## RECORD SET
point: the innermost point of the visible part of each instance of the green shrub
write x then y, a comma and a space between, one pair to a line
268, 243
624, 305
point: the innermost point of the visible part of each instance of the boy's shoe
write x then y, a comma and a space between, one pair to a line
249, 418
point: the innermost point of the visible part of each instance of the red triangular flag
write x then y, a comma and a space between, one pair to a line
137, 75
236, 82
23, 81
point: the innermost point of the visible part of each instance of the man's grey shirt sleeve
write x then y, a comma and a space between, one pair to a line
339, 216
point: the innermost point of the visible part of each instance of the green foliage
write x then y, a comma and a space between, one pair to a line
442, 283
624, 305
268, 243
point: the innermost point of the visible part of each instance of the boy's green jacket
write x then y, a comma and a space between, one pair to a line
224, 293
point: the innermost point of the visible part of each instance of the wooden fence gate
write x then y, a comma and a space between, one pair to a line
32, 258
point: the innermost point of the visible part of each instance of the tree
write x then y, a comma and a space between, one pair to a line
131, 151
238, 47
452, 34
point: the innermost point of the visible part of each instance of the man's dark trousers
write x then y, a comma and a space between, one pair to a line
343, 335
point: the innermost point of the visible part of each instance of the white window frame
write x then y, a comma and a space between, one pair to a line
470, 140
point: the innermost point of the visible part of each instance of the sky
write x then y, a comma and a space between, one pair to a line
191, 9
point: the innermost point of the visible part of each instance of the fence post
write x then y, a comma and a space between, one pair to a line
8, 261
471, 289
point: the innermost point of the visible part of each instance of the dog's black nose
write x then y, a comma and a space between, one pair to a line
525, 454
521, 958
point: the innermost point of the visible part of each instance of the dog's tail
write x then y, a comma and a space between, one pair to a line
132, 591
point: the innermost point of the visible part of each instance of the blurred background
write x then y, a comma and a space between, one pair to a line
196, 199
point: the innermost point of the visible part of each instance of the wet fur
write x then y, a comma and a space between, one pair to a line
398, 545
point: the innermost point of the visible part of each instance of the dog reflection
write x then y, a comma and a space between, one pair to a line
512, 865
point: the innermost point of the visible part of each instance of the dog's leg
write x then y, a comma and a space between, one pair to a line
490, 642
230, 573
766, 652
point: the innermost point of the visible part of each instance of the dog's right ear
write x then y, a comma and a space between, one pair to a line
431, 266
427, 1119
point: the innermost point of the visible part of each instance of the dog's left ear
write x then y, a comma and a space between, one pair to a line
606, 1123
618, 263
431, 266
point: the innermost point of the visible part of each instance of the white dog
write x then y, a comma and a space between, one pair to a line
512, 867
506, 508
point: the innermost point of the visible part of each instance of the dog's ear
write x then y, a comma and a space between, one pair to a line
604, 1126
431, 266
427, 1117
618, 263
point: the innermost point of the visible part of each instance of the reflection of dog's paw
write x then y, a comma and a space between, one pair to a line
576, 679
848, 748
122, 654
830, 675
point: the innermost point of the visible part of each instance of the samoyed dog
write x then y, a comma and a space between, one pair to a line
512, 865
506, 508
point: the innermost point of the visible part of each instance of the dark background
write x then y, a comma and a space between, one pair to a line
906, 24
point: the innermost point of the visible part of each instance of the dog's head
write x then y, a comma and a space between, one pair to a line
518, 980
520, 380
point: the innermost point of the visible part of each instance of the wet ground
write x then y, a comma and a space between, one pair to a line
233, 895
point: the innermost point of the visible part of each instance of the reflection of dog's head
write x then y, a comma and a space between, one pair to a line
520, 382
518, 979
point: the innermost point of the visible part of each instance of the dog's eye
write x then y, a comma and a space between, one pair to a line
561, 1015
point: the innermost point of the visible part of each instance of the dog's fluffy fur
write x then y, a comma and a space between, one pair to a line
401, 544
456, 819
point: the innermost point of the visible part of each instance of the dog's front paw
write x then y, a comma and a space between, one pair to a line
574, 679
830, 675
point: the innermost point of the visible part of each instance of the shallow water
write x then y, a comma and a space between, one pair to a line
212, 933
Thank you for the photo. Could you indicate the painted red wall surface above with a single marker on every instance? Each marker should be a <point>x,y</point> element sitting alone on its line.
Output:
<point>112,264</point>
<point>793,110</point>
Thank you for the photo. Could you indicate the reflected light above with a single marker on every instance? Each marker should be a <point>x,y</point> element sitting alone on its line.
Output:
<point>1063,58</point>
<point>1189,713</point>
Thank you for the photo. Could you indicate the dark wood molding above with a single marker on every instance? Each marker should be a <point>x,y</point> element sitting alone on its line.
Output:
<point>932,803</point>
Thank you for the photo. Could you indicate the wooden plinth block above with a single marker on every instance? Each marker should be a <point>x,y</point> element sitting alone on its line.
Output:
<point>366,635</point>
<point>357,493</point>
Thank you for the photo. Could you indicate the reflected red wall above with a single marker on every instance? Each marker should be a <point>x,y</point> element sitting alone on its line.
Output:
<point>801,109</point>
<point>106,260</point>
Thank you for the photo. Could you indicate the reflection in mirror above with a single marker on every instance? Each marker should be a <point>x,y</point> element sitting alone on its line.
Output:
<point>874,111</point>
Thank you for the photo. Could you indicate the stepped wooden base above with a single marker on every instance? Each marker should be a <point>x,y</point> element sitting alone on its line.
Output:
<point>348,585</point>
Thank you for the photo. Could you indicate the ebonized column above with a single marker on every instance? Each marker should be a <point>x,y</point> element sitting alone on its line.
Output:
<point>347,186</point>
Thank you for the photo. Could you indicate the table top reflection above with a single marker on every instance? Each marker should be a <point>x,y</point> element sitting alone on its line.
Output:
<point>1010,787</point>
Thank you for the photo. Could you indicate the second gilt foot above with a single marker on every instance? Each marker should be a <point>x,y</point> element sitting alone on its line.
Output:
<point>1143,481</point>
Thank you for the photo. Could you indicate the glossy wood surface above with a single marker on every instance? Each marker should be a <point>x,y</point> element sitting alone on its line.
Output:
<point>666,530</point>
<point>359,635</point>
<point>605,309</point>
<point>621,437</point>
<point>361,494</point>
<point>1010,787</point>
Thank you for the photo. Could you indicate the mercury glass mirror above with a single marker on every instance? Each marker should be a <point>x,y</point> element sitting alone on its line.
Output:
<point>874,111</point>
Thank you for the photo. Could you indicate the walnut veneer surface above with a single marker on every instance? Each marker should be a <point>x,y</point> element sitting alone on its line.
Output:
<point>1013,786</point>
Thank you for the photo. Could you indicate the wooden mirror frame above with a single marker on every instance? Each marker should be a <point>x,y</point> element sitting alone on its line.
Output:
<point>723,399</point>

## PROBLEM TO SOLVE
Pull every line with the string "reflection" out of the material.

## EXERCISE RESULT
point: the innermost point of the visible part of each instance of the dog reflection
point: the innermost point of the visible part of each instance of the reflection of dog's paw
point: the innermost point of the visible part of each instance of the reflection of dog's head
Thank you for the photo. Could you indicate the reflection in mirror above with a single marker on every instance? Each marker should be a <point>x,y</point> element sitting alone on its line.
Thank you for the photo. Could you indicate the table top reflection above with a single marker on every instance? Each marker should be a <point>x,y</point> element sitting alone on its line.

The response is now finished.